* Instructions for the task
Format the part of the records that opens with the line containing "of the rose" and closes with the line containing "36], [331, 56]]" as a JSON list of strings, one string per line, with blank lines omitted.

* Entries from a dataset

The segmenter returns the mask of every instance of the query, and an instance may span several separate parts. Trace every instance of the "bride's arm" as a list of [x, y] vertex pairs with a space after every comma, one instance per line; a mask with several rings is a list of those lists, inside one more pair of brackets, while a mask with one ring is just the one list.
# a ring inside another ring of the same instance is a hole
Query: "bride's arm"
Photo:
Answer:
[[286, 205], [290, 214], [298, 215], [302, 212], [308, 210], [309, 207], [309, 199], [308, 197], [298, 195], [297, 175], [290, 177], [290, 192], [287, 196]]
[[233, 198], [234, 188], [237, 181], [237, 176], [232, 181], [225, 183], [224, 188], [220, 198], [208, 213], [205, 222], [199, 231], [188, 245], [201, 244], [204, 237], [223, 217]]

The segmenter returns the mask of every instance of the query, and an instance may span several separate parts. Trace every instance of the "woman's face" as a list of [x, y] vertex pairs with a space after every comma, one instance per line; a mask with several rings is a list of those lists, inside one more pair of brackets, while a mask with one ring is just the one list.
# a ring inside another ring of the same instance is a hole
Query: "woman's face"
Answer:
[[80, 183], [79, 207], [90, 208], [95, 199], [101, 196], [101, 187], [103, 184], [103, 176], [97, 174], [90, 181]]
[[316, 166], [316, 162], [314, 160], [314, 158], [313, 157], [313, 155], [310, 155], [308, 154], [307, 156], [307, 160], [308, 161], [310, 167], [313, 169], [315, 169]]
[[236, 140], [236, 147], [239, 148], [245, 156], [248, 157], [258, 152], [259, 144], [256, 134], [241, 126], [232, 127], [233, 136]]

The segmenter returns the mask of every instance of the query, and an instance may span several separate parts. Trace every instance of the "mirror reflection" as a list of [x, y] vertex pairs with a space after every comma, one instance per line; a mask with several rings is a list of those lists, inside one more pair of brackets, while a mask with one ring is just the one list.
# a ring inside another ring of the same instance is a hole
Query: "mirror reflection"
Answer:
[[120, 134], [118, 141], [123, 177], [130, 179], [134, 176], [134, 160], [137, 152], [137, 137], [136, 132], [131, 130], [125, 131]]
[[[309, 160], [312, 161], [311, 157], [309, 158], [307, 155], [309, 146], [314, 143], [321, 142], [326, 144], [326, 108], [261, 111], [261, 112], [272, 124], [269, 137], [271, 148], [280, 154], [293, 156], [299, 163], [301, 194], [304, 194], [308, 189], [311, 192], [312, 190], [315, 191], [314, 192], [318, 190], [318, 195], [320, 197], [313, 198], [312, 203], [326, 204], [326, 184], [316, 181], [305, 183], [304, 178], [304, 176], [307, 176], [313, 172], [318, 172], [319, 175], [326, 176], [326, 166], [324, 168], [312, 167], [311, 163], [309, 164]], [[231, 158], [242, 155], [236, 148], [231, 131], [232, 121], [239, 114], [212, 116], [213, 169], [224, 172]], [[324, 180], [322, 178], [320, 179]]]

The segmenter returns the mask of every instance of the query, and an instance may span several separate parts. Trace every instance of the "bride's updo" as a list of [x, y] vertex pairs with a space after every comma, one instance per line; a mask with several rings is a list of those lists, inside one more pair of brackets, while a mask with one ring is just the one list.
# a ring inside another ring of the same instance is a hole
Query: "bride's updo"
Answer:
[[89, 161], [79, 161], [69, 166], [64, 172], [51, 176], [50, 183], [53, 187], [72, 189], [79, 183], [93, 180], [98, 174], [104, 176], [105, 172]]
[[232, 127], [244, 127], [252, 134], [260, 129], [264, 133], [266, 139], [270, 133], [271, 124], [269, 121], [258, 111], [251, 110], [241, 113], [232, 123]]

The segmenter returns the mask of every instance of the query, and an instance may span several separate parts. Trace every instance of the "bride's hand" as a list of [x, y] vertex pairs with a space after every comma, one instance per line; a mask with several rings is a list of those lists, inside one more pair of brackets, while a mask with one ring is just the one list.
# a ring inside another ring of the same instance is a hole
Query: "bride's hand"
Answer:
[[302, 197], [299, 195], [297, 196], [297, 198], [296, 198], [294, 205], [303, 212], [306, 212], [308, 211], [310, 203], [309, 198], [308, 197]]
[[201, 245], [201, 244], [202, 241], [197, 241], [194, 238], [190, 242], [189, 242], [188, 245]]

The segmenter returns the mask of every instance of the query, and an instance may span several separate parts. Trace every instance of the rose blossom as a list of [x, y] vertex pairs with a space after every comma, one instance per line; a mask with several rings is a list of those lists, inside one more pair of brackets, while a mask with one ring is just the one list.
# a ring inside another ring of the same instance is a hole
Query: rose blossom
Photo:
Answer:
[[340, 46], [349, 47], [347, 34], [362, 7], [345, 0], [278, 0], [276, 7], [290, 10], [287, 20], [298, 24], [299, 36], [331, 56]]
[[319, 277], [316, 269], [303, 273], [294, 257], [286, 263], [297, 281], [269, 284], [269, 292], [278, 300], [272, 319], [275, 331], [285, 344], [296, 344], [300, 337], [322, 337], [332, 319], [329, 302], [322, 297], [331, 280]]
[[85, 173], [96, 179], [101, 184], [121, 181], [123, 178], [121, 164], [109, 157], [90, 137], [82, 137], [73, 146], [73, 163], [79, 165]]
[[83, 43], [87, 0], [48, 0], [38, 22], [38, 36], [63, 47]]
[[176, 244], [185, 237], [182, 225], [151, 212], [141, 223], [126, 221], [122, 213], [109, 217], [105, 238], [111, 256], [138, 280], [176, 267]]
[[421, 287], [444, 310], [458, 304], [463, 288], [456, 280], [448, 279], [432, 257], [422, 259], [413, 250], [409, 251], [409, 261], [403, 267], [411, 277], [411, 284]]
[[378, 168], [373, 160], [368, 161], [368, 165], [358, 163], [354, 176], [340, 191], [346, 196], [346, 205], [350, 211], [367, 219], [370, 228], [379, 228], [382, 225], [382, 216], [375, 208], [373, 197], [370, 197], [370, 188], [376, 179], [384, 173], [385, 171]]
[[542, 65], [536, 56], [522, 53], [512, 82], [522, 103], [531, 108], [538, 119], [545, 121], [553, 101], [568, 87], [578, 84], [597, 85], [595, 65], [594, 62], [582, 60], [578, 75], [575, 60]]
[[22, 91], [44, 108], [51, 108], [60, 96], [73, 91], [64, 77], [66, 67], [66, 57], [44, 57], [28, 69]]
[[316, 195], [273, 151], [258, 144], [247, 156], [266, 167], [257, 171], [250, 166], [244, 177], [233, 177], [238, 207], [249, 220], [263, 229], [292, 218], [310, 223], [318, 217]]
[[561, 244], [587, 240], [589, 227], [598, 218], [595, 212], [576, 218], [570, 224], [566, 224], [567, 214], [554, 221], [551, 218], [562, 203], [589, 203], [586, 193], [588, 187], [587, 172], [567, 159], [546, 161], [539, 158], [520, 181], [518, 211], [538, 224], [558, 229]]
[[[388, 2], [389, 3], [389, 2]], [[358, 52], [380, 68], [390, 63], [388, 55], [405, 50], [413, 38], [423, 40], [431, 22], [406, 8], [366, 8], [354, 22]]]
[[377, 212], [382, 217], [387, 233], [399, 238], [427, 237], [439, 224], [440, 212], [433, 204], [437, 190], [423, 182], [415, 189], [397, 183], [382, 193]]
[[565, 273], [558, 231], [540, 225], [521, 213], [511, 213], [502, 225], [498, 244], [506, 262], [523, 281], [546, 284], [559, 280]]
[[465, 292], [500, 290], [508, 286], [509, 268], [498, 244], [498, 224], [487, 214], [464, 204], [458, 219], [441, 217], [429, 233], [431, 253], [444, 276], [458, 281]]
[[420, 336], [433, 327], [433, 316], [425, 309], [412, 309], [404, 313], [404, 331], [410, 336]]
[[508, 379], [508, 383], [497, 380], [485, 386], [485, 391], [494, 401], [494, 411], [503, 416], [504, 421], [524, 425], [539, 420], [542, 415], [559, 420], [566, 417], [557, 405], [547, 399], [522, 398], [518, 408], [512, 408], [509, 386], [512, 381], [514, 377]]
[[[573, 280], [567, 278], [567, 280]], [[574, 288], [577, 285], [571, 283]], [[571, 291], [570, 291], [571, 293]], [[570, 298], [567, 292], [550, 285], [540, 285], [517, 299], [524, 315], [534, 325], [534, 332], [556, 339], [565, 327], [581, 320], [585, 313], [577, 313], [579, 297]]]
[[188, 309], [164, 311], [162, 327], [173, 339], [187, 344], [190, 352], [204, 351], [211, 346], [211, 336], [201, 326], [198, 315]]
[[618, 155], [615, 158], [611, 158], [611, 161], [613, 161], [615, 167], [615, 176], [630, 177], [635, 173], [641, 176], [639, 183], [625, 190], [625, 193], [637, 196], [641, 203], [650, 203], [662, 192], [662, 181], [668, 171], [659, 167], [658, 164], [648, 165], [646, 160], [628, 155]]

* Answer to this problem
[
  "The segmenter returns the mask of every instance of the query, and an instance may span several separate parts. Trace every instance of the rose blossom as a list of [x, y] vertex pairs with a space after every comma, one instance per line; a mask with several rings is a list of those lists, inside one more pair of brackets, while a mask with one ring is just the one list.",
  "# a ring inside another ring of the same instance is a hole",
  "Query: rose blossom",
  "Photo:",
  "Answer:",
  "[[340, 46], [349, 47], [347, 34], [362, 7], [345, 0], [278, 0], [276, 7], [290, 10], [287, 20], [298, 24], [299, 36], [331, 56]]"
]